Green councillors from across the region yesterday joined protests in York against the latest government moves to see NHS services outsourced to the private sector.
Green Party Cllr Andrew Cooper, Kirklees, addressed the rally in York where he condemned past and present governments for destroying the legacy of the great reformer, Nye Bevin.
Cllr Cooper, who is also the Greens lead candidate for next years European elections, said, ‘The Green Party is 100% behind a publicly funded, publicly managed and publicly delivered National Health Service focused on prevention of illness, the promotion of good health and the treatment of those in need whatever their income or background.’
Green Cllr Jillian Creasy, who is herself a GP in Sheffield also addressed the crowd saying, ‘these reforms will be totally destructive to our best efforts to run a cooperative, integrated, organised and planned service’.
She continued, ‘we need an NHS which is comprehensive and integrated. We need an NHS which is about health, not just sickness.

= Data shown =
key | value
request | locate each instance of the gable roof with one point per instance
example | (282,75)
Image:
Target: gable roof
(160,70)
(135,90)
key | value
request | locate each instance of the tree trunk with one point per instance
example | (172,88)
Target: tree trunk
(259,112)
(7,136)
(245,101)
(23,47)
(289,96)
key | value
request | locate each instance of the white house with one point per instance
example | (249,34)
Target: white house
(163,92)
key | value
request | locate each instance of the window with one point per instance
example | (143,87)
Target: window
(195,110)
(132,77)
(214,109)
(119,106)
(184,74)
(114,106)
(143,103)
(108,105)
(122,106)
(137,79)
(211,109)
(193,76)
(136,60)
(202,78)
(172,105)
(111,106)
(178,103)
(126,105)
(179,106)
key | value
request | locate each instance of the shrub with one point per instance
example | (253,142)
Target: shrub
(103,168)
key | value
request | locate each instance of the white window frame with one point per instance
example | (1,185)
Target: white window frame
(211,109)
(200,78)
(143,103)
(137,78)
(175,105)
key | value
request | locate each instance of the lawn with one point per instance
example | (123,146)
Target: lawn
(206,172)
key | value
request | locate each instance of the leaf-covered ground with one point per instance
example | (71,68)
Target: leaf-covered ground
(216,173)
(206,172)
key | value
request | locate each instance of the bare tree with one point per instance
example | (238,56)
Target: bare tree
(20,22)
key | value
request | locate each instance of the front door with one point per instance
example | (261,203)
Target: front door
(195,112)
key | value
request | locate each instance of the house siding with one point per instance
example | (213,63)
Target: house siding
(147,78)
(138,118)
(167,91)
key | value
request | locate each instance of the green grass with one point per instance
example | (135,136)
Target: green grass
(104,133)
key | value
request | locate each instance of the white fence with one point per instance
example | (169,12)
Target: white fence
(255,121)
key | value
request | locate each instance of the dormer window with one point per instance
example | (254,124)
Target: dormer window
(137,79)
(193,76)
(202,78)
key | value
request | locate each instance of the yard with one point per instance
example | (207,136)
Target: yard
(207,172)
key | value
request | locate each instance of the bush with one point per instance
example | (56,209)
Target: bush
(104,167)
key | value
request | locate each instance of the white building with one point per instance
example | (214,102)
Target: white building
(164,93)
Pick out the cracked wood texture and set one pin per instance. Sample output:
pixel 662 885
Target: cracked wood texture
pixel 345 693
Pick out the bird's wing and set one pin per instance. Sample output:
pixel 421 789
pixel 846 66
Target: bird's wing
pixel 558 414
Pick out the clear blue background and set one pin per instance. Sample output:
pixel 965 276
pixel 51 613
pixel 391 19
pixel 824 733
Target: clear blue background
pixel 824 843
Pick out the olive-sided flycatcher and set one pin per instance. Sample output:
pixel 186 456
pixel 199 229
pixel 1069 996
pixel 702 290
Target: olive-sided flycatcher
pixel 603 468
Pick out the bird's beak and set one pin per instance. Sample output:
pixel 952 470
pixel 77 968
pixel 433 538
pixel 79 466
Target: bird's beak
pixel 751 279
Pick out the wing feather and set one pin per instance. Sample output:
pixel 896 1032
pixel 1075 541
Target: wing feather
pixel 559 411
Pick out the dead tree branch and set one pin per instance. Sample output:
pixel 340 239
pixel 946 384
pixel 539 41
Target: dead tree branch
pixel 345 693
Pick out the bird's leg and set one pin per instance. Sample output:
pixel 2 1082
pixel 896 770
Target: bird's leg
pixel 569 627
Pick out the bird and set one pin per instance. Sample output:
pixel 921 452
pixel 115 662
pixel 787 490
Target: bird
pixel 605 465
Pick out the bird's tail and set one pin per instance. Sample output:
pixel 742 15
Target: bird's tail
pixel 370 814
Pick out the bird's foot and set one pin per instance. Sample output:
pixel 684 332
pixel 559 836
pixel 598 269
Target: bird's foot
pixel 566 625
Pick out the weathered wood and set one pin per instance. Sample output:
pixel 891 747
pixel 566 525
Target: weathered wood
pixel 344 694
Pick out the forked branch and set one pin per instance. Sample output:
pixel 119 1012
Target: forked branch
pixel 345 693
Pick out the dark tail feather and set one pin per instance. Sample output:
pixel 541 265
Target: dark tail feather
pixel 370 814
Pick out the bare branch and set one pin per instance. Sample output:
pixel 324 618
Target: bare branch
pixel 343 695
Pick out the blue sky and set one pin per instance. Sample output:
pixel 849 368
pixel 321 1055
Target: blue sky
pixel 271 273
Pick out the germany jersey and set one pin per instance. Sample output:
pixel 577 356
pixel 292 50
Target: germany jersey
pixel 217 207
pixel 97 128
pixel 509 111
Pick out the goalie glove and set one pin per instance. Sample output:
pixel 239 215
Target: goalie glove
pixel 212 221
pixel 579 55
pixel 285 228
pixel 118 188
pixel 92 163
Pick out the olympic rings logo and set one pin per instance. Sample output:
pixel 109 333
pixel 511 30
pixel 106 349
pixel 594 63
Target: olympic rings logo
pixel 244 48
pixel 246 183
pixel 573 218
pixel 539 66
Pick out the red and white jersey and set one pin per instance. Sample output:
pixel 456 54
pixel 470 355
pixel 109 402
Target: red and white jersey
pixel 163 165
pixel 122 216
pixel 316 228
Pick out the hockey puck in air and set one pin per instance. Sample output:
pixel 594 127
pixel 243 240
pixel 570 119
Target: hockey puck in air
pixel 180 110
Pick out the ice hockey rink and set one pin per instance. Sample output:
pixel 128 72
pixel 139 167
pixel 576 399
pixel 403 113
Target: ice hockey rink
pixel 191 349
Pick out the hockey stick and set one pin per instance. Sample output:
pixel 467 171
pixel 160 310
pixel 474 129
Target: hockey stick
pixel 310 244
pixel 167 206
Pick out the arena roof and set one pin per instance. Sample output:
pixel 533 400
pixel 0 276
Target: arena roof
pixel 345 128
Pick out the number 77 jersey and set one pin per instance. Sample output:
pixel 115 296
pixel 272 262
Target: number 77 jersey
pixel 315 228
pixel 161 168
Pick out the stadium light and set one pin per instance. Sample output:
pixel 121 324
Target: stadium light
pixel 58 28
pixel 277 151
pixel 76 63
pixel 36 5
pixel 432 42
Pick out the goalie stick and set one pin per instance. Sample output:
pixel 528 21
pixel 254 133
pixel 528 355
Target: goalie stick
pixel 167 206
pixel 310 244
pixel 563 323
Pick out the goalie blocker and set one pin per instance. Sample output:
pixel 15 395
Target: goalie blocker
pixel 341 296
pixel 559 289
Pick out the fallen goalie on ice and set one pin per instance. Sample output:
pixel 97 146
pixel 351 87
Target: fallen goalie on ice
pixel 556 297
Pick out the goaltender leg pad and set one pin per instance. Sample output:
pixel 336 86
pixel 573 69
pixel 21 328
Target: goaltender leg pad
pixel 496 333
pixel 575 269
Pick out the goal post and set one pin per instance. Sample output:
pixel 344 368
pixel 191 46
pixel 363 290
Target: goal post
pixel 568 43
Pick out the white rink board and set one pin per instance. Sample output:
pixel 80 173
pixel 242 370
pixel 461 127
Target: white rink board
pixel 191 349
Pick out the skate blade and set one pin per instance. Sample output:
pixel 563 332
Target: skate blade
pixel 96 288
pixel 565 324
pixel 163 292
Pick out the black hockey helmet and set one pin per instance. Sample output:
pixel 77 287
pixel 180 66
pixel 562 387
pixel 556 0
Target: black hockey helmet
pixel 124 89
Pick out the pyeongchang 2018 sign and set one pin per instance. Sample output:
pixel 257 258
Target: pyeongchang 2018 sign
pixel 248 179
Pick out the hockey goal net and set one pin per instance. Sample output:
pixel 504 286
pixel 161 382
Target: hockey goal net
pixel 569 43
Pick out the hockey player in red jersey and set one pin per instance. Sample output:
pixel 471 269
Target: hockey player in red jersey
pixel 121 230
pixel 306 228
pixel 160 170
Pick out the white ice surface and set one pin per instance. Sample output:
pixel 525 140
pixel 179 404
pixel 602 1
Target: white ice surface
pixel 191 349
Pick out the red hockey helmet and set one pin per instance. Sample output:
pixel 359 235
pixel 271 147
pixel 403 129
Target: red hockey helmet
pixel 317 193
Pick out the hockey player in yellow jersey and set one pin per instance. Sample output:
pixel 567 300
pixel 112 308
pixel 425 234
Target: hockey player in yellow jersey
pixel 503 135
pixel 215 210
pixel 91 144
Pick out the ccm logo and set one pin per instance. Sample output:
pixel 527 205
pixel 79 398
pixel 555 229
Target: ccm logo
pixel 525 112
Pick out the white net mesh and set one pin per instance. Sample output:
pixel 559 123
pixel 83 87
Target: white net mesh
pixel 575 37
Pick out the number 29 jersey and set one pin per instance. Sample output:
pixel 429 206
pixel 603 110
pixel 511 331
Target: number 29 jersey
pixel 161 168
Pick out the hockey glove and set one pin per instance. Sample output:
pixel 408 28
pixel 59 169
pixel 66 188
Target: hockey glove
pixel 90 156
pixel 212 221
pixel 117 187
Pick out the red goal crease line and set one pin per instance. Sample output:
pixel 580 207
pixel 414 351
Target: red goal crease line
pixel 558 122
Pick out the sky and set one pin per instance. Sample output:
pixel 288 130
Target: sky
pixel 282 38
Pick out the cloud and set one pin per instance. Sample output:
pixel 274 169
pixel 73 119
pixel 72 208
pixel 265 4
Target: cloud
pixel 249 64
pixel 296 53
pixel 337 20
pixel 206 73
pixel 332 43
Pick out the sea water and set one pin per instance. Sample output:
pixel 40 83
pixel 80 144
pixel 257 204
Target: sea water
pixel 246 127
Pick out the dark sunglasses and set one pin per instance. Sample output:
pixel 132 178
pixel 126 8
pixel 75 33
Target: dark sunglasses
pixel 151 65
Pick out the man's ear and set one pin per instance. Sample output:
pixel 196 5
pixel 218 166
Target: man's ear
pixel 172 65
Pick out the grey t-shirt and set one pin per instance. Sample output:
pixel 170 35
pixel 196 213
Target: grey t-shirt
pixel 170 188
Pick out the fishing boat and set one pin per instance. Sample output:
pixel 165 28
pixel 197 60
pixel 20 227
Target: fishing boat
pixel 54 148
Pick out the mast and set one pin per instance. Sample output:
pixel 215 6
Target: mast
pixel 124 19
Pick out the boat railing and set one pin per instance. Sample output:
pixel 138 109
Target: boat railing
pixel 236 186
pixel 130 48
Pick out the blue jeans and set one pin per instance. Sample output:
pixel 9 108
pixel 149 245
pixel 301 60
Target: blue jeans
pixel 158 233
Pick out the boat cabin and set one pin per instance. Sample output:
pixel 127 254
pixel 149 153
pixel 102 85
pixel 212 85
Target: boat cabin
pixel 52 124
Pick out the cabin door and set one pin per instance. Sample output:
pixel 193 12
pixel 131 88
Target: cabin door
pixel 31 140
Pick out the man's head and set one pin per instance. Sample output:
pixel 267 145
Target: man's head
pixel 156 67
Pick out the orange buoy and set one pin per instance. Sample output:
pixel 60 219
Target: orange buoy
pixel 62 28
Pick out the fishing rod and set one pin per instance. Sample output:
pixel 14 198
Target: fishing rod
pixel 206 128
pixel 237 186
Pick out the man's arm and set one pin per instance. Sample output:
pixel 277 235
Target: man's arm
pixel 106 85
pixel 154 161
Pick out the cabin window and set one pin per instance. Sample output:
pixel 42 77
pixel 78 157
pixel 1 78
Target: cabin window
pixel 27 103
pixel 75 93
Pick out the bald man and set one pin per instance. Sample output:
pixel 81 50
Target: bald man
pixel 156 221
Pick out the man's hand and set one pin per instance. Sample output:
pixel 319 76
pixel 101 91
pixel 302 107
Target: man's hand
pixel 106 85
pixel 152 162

= Assignment 1 =
In the article about the York protest against NHS outsourcing, in which city does Jillian Creasy work as a GP?
= Assignment 2 =
Continue the article about Green councillors at the York NHS protest, starting right after its last sentence.
The rows were taken from a different source than the article.

= Answer 1 =
Sheffield.

= Answer 2 =
‘It simply will not work if we have private companies cherry picking the most profitable parts.’
Jillian Creasy’s full speech can be viewed here: http://youtu.be/UXT9j9NPAvg
Andrew Cooper’s full speech can be viewed here: http://youtu.be/snBSvUEc4bg
The full text of Andrew Cooper’s speech is as follows:
This is a day for unity in our opposition to the creeping privatisation of our NHS but I will say this. It would have been more difficult for the Coalition Govt to introduce these changes if a previous government hadn’t opened the door by changing the NHS from a services provider to a commissioner of services. This gave a far greater role to the private sector in the NHS. Hospital Trusts increasingly contracted out services to the private sector. Public money supported the extortionately expensive Private Finance Initiative used to build hospitals with no reasonable alternative funding source provided by govt. There are many other examples of the creeping privatisation of the NHS allowed under a previous govt.
The Coalition’s view of the Health service is very narrow and in fact NHS to them stands for a Narrow Health Service. One where the Health Service delivered by the public sector narrows and one where the private, profiteering sector just keeps growing.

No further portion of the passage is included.